Rewrite the listing, starting with the line containing "target: **leaf litter**" and going on through the end of the listing, with "top-left corner" replaced by "upper-left corner" and everything else left unchanged.

Input for this task:
*****

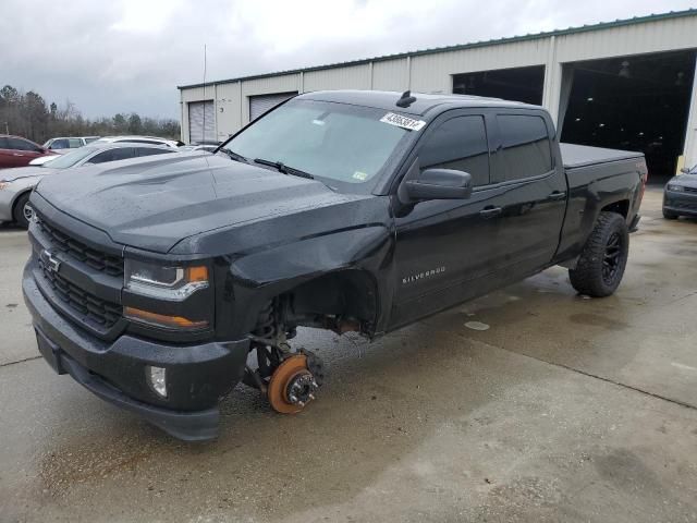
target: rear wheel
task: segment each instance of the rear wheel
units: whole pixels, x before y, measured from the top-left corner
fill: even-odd
[[[34,209],[29,205],[29,192],[24,193],[14,204],[14,221],[24,229],[29,227],[29,221],[34,217]]]
[[[609,296],[622,281],[628,254],[629,234],[624,217],[600,212],[576,267],[568,270],[571,284],[582,294]]]
[[[677,215],[675,212],[671,212],[670,210],[663,209],[663,218],[667,220],[676,220]]]

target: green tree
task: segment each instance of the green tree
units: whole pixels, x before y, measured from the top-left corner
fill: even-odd
[[[140,117],[135,112],[129,117],[129,132],[131,134],[140,134],[143,132]]]

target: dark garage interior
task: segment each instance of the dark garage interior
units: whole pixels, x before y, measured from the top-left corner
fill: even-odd
[[[664,182],[683,154],[694,69],[695,51],[566,65],[572,84],[566,108],[562,87],[562,142],[641,150],[649,181]]]
[[[542,104],[545,65],[453,75],[453,93]]]

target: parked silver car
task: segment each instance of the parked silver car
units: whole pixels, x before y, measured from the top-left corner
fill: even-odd
[[[70,151],[70,149],[77,149],[98,138],[99,136],[59,136],[47,141],[44,148],[62,154]]]
[[[78,149],[57,156],[41,166],[19,167],[0,170],[0,222],[14,221],[27,227],[32,219],[28,205],[32,188],[39,181],[66,169],[107,161],[176,153],[176,149],[161,145],[133,143],[93,143]]]
[[[130,142],[132,144],[151,144],[151,145],[167,145],[168,147],[178,148],[184,145],[184,142],[170,138],[160,138],[159,136],[102,136],[96,139],[96,144],[114,144],[119,142]]]

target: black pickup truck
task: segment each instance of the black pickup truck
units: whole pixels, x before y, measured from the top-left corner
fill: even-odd
[[[297,327],[372,339],[553,265],[611,294],[647,179],[540,107],[409,93],[305,94],[166,156],[45,179],[23,289],[56,372],[186,440],[240,381],[315,399]]]

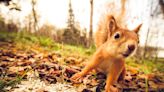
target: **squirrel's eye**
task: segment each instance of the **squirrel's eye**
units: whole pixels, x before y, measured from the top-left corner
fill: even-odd
[[[116,34],[114,35],[114,38],[115,38],[115,39],[119,39],[119,38],[120,38],[120,34],[119,34],[119,33],[116,33]]]

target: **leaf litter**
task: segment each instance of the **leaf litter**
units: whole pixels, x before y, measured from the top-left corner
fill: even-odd
[[[8,45],[8,46],[6,46]],[[0,43],[0,89],[8,92],[103,92],[106,76],[90,72],[80,83],[70,78],[88,59],[62,56],[62,52],[17,49]],[[164,74],[144,74],[128,68],[124,81],[114,86],[126,92],[162,92]]]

*****

Expected answer:
target: **leaf litter**
task: segment each instance of the **leaf litter**
units: whole pixels, x before y, measured from the upper-left corner
fill: even-odd
[[[8,45],[8,46],[6,46]],[[0,43],[0,89],[8,92],[103,92],[106,76],[90,72],[80,83],[70,78],[88,59],[62,56],[62,52],[17,49]],[[164,74],[144,74],[128,68],[124,81],[114,86],[126,92],[162,92]]]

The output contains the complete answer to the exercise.